··· Belge Metni

Osmanlı Dönemi
1453'te Konstantinopolis'in Osmanlılarca fethinden sonra Rumların yaşamında köklü değişiklikler oldu. Cemaatlerin varlığı, dinleri ve kimi hakları resmen tanındı; II. Mehmed (Fatih), Teodoros Agallianos'un söylevlerinden anlaşıldığına göre, Bizanslı danışmanlarının tavsiyesi doğrultusunda Ortodoks kilisesini yeniden kurdurdu. Kiliselerin birleşmesine karşı çıkmış olan II Gennadios Sholarios(->) köle olarak satılmış olduğu Edirne'de bulunmuş, İstanbul'a getirtilmiş, Bizans geleneklerine uygun bir biçimde yeniden toplanan sinod tarafından patrik seçilmiş ve (gene Bizans'ta olduğu gibi) devletin başı olan sultanın da onayı ile tahtına oturmuştu.
İki cemaat, yani egemen ve Müslüman olan "yöneticilerin cemaatiyle savaşta yenilmiş ama "boyun eğdikleri" için varlıklarına izin verilmiş olan Ortodoks cemaat. İstanbul'da bu eşitsiz ilişkileri sürdürüp yeniden üreterek yaklaşık 500 yıl bir arada yaşadılar. Hıristiyanlık, güçlü bir devletin karşısında güçsüz olanların dini olarak geliştiği, Müslümanların dini ise
farklı dinden kimseleri fetheden bir devletin dini olarak kurulduğu ve geliştiği için, bu iki dinin müminleri, bu karşıt ama tamamlayıcı gelenekleri yüzünden uyum sağlamakta zorluk çekmediler. İslamiyet başından beri "kitap" sahiplerine yaşam hakkını, Hıristiyanlar ise "Sezar'ın hakkını" hep tanımışlardı.
Sultanın bir beratla tanıdığı haklara "imtiyazlar" dendi. Bu haklar Rumlar için yeni bir yasal statü oluşturdu, Ortodoksların toplum içindeki yerlerini belirledi, Rum yöneticilerin yeni görevleri onlara saygınlık sağladı ama sorumluluklar da yükledi. Güçlenen İstanbul kilisesi, Batı'nın Katolik dünyasına karşı bir zırh gibi kullanıldı, devletle işbirliği içinde, Ortodoksların aralıklarla İslama geçmelerine engel olamamakla birlikte, kiliselerin birleşmesi hesaplarına son vererek Katolikleşmeyi engelledi. Ortodoks Patrikhanesi İstanbullu Rumların bugüne dek süren en eski kurumlarıdır. Bizans'ın devamı sayılırsa yaklaşık 17 yy'lık bir yaşamı olmuştur.

······
··· Gösterilen Malzeme

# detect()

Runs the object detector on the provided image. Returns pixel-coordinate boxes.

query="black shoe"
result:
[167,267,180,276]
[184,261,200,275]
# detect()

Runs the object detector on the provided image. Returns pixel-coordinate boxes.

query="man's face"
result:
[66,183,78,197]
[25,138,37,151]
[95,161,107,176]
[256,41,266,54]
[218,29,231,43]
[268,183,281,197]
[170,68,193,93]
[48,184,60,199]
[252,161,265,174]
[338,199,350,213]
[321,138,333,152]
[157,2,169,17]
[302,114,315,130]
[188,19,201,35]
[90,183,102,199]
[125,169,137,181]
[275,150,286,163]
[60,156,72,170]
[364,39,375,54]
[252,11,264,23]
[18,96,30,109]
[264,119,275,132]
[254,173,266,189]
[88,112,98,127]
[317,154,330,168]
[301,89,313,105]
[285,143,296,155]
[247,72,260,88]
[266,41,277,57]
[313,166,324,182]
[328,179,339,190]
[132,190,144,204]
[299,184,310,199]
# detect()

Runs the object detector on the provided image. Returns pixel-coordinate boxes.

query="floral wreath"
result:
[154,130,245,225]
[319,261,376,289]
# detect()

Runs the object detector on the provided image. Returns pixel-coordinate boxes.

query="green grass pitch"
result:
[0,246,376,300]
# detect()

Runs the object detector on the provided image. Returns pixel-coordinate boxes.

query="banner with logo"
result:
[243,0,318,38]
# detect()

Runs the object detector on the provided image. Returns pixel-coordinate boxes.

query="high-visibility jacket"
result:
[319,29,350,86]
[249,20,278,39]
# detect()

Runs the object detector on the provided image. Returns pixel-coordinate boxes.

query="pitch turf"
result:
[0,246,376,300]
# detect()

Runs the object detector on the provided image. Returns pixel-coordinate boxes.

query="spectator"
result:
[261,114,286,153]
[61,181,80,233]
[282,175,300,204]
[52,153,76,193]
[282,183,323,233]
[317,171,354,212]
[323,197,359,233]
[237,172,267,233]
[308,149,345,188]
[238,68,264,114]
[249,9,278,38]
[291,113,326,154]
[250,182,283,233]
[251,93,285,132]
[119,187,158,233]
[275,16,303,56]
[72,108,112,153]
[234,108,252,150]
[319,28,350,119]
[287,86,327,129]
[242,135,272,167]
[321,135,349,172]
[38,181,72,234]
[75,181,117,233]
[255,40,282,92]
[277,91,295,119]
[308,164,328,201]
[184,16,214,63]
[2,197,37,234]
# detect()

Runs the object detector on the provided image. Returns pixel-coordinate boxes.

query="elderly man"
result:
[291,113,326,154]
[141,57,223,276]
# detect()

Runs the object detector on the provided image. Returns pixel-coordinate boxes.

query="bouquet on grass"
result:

······

* Okuduğunu Uygula *
A. Lütfen belge metninde "Sultanın bir beratla" sözleriyle başlayıp "bir yaşamı olmuştur." sözlerine kadar süren bölümü aynen yazın.
B. Belge metnine göre sultanın bir beratla tanıdığı haklara ne ad verildi?
Yalnızca belge metnindeki bilgilere dayanın.

* Alıştırma Cevapları *
A.
Sultanın bir beratla tanıdığı haklara "imtiyazlar" dendi. Bu haklar Rumlar için yeni bir yasal statü oluşturdu, Ortodoksların toplum içindeki yerlerini belirledi, Rum yöneticilerin yeni görevleri onlara saygınlık sağladı ama sorumluluklar da yükledi. Güçlenen İstanbul kilisesi, Batı'nın Katolik dünyasına karşı bir zırh gibi kullanıldı, devletle işbirliği içinde, Ortodoksların aralıklarla İslama geçmelerine engel olamamakla birlikte, kiliselerin birleşmesi hesaplarına son vererek Katolikleşmeyi engelledi. Ortodoks Patrikhanesi İstanbullu Rumların bugüne dek süren en eski kurumlarıdır. Bizans'ın devamı sayılırsa yaklaşık 17 yy'lık bir yaşamı olmuştur.

B. İmtiyazlar.